Prompt:
The output is to match the entries below character for character.

Referring expression data:
————

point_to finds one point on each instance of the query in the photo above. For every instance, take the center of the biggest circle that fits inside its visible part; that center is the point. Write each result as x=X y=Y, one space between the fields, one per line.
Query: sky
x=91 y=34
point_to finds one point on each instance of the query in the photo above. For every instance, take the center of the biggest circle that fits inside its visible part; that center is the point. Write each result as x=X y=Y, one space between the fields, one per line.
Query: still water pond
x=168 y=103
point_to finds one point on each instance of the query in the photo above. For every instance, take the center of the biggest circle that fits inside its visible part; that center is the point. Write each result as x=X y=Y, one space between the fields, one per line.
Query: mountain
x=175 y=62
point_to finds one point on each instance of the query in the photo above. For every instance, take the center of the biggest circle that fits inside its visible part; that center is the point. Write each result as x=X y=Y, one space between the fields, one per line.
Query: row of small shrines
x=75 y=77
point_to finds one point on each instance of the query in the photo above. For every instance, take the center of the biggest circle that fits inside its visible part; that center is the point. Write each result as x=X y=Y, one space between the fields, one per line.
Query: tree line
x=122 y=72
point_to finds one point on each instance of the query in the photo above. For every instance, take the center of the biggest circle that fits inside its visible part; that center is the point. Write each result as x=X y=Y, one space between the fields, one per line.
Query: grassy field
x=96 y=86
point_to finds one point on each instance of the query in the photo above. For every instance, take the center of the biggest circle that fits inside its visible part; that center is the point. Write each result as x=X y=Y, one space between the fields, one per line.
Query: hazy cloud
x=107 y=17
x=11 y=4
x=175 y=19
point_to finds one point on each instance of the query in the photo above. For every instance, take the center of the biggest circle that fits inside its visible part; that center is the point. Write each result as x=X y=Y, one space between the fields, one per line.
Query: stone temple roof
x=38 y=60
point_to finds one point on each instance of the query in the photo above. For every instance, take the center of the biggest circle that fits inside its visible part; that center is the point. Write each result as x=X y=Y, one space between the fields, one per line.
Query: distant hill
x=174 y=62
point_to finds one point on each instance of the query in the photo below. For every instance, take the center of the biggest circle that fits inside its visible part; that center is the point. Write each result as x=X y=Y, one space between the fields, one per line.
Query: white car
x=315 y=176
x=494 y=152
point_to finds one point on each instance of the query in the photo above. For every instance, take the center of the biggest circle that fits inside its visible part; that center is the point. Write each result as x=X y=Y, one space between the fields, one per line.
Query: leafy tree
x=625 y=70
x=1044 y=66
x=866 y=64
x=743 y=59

————

Answer for the task:
point_to finds one point on each instance of the query in the photo above. For every instance, take the center of the biggest circle that fits inside its visible part; that center is the point. Write each result as x=X y=Y, one space between the fields, one per line.
Query: sky
x=91 y=34
point_to finds one point on each instance of the query in the photo above. For every instance, take the center of the biggest circle that fits inside its visible part; that center is the point. Write each result as x=X y=Y, one space between the fields, one per line.
Query: still water pond
x=168 y=103
point_to finds one point on each instance of the query in the photo above. For every instance, take the center of the biggest circle that fits inside its visible part; that center is the point. Write each result as x=X y=Y, one space between the fields, one per line.
Query: mountain
x=175 y=62
point_to finds one point on each instance of the query in the photo above. For every instance, take the center of the biggest circle that fits inside its visible part; that center is the point. Write each result as x=X y=Y, one space between the fields, one per line.
Query: row of small shrines
x=75 y=77
point_to finds one point on each instance of the query in the photo above. For every instance, take the center of the biggest circle that fits inside its visible part; that center is the point. Write each result as x=X y=Y, one space between the fields, one per line.
Query: tree line
x=122 y=72
point_to finds one point on each instance of the query in the photo above. For every instance, take the center of the biggest circle that fits inside its visible part; that center is the point. Write each result as x=X y=Y, one space between the fields, one per line.
Query: grassy field
x=96 y=86
point_to finds one point on each instance of the query in the photo above. For every instance, take the center of the biggest circle that fits inside its visible part; that center is the point. Write each result as x=X y=Y, one space between the fields, one per line.
Query: hazy cloud
x=107 y=17
x=11 y=4
x=175 y=19
point_to finds one point on each instance of the query in the photo above. For every instance, take the center of the biggest circle that fits inside its visible part; that center is the point. Write each result as x=X y=Y, one space between the fields, one per line.
Query: stone temple roof
x=38 y=60
point_to finds one point on each instance of the query in the photo above. For every instance, take the center of the biggest circle that fits inside its visible part; that center is the point. Write each result as x=X y=Y, one space between the fields, one per line.
Query: distant hill
x=174 y=62
point_to finds one point on each instance of the query in the photo below. For every instance, take the center of the biggest circle that fits inside its visible part; that center is the point. Write each result as x=X y=Y, one space between the fields, one per line.
Query: white car
x=315 y=176
x=494 y=152
point_to finds one point on each instance of the query in the photo above. For every instance, take the center of the biggest circle that fits inside its visible part; that center is the point. Write each result as x=X y=Y, one space between the fields, one per line.
Query: leafy tree
x=625 y=70
x=1044 y=66
x=866 y=64
x=743 y=59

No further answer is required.